## DATA TO PROCESS

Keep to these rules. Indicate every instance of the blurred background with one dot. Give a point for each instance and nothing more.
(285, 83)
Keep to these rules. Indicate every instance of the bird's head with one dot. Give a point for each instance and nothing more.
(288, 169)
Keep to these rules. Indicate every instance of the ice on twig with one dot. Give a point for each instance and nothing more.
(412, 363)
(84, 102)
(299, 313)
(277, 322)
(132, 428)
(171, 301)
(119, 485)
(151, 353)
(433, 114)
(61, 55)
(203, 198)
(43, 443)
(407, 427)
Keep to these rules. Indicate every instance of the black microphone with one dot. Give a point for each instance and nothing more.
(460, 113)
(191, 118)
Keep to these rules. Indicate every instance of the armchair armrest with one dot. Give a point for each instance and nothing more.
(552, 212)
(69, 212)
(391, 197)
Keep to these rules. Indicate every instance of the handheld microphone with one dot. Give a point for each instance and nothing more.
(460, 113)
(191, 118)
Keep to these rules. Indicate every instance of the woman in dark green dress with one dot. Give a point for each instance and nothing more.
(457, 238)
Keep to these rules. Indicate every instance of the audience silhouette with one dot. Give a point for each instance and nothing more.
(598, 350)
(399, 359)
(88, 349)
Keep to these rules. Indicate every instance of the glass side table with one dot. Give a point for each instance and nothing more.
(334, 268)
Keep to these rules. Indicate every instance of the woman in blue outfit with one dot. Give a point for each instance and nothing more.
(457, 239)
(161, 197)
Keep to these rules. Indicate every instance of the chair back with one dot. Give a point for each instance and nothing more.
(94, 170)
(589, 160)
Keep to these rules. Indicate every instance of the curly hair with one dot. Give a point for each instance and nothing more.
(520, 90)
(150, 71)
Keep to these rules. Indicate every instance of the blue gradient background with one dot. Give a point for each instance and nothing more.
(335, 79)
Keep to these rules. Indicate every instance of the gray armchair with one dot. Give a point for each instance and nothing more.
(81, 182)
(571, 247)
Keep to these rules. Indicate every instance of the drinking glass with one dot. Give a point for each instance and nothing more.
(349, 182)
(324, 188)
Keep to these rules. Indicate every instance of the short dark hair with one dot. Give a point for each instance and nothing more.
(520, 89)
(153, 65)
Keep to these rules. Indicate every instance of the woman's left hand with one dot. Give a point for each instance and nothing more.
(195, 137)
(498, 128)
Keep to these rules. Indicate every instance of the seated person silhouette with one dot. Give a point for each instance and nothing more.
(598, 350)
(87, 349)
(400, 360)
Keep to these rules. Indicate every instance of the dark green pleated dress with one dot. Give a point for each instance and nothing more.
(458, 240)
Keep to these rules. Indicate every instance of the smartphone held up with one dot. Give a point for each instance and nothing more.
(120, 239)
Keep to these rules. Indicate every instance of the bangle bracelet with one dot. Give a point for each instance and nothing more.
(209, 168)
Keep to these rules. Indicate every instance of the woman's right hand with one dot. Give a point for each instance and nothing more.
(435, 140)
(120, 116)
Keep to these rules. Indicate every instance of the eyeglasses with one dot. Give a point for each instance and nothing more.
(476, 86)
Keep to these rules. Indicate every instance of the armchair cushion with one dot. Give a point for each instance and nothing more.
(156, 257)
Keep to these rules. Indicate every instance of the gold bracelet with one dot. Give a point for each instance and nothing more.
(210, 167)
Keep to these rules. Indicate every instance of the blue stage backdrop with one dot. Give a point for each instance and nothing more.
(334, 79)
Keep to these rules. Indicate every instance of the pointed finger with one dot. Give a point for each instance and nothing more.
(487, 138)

## STATED GOAL
Your task is to reproduce all of the records exactly.

## WRITTEN RESPONSE
Keep to these rules. Indicate every instance of the blurred background with one dot. Give a point for each instance and nothing more.
(285, 83)
Keep to these rules. Indicate every instance of the bird's head with one dot. Give a point for each instance and nothing more.
(288, 169)
Keep to these rules. Indicate every instance of the ice on twig with one dot. Give a point for each instance and nothing more.
(412, 363)
(84, 102)
(299, 313)
(277, 322)
(132, 428)
(171, 301)
(119, 485)
(151, 353)
(433, 114)
(61, 55)
(203, 198)
(43, 443)
(407, 427)
Keep to these rules. Indicate every instance of the black microphone with one dot. Give a point for each instance and nothing more.
(460, 113)
(191, 118)
Keep to these rules. Indicate every instance of the armchair armrest with one dot. Give a point for each instance and nothing more.
(552, 212)
(69, 212)
(391, 197)
Keep to these rules. Indicate every instance of the handheld microphone with one dot. Give a point for each instance and nothing more.
(460, 113)
(191, 118)
Keep to these rules. Indicate every instance of the woman in dark green dress with one dot. Give a point for each instance and nothing more.
(457, 238)
Keep to these rules. Indicate every instance of the audience silhouette with one dot. Give a point for each instance and nothing more.
(598, 350)
(399, 359)
(88, 349)
Keep to these rules. Indicate every instance of the glass side table with one dot. Give a point for each instance and nothing more.
(334, 268)
Keep to these rules. Indicate every instance of the woman in blue outfit with one dot. Give a point for each instance and nothing more.
(457, 239)
(161, 197)
Keep to these rules. Indicate every instance of the chair back with one dot. Give a point for each instance and nothing more.
(94, 170)
(589, 160)
Keep to these rules. Indicate every instance of the curly hair with one dot. Give a point for each instance and nothing more.
(520, 90)
(150, 71)
Keep to these rules. Indicate every instance of the blue gradient background with one dot. Give a point for each instance and nothing more.
(335, 79)
Keep to these rules. Indicate every instance of the gray armchair with one dot. Give a point for each instance and nothing more.
(81, 182)
(571, 247)
Keep to these rules. Indicate every instance of the drinking glass with one dot. Give a point for each instance and nothing more.
(349, 182)
(324, 188)
Keep to these rules. Indicate every instance of the short dark hair with one dot. Give a point for each instance and nothing more.
(520, 89)
(153, 65)
Keep to these rules. Indicate every instance of the woman's left hand with one dot. Give a point for each instance and nothing more.
(195, 137)
(498, 128)
Keep to these rules. Indicate every instance of the seated person silhouette with one dot. Give a point for each instance and nothing more.
(598, 350)
(87, 349)
(400, 360)
Keep to these rules. Indicate every instance of the dark green pleated dress with one dot. Give a point for each instance and nothing more.
(458, 240)
Keep to these rules. Indicate every instance of the smartphone held up with one dot. Give a point for each instance and nothing more.
(120, 239)
Keep to these rules. Indicate every instance of the bangle bracelet with one dot. Give a point for each instance and nothing more.
(209, 168)
Keep to these rules. Indicate every instance of the woman's right hand with one dot. Give a point for each instance and nothing more.
(435, 140)
(120, 116)
Keep to these rules. Indicate every instance of the eyeglasses with one dot. Give a point for each instance and nothing more.
(476, 86)
Keep to these rules. Indicate every instance of the armchair cushion with one dot. Give a point for each instance and nothing more.
(156, 257)
Keep to these rules. Indicate every instance of the gold bracelet with one dot. Give a point for each instance and nothing more.
(210, 167)
Keep to these rules. Indicate every instance of the blue stage backdrop with one dot. Give a point for each instance and nothing more.
(334, 79)
Keep to these rules. Indicate every instance of the pointed finger with one dot. Give a point for each instance and nothing more.
(487, 138)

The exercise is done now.